((

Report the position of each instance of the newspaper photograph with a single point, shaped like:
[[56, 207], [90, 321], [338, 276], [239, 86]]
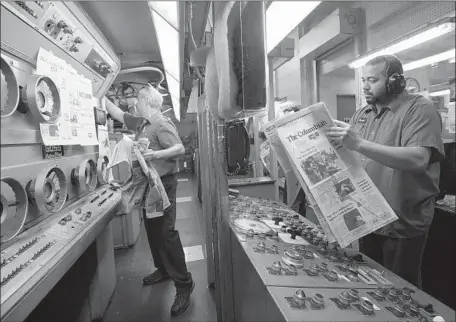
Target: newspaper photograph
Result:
[[347, 199], [287, 166]]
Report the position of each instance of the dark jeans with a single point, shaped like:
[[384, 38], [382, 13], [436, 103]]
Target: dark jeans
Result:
[[402, 256], [164, 240]]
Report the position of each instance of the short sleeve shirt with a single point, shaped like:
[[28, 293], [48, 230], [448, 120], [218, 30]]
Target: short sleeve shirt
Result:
[[162, 134], [409, 121]]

))

The lines to reproduce run from the line containing "Report the position of each instance of the dark" to the end of the listing; write them out exactly and add nothing.

Report the position of each instance of the dark jeans with a single point, shaped like:
[[384, 38], [382, 13], [436, 103]]
Target: dark jeans
Result:
[[402, 256], [164, 240]]
Report the position of each instance of the short sleeve shirt with a single point, shaped like:
[[28, 293], [48, 230], [448, 120], [218, 30]]
Target: short sleeve shirt
Result:
[[162, 134], [409, 121]]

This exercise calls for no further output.